SUPPLIED RECORDS below:
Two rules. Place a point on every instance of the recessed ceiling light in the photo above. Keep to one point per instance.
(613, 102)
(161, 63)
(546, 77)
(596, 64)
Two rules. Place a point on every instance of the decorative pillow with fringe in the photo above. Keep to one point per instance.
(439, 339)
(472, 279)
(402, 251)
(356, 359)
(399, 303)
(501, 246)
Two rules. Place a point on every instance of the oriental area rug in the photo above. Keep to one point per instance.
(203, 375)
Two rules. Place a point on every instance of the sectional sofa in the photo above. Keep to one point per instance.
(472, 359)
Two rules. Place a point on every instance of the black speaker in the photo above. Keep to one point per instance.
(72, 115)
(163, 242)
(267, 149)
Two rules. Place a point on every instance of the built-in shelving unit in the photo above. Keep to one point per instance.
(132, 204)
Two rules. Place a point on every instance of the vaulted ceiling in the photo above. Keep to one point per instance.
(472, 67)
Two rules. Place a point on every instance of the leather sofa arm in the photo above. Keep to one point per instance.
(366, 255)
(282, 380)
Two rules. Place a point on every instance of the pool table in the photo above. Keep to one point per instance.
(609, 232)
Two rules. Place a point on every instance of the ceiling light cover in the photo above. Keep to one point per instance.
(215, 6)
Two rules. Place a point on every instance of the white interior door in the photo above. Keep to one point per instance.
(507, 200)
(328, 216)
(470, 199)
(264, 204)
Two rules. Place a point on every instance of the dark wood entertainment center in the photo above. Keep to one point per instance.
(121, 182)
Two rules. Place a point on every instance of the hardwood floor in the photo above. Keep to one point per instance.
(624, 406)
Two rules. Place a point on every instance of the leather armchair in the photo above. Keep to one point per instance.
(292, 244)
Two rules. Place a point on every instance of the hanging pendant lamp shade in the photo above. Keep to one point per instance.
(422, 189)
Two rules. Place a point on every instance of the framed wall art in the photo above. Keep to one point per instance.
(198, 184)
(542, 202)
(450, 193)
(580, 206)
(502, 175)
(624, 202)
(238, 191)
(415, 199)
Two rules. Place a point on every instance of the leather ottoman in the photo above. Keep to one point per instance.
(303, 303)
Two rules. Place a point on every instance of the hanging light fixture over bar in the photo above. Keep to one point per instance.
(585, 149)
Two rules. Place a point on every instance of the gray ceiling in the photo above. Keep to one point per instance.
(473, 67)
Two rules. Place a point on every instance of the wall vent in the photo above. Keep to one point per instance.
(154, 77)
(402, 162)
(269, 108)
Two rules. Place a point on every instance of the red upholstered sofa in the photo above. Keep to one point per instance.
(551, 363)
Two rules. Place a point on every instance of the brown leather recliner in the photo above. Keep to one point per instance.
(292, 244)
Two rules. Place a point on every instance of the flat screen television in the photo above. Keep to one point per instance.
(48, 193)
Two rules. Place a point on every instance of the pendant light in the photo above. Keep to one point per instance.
End of SUPPLIED RECORDS.
**TASK TO COMPLETE:** Set out, exactly as written, the lines from the line with "Two rules. Place a point on every instance of the flat" to the last line of the records, inclusive, and only those lines.

**ANSWER:**
Two rules. Place a point on every instance of the flat screen television in the photo above. Keep to one point per instance.
(48, 193)
Two rules. Place a point on every instance of the pendant light in the photo above. Keep to one point per instance.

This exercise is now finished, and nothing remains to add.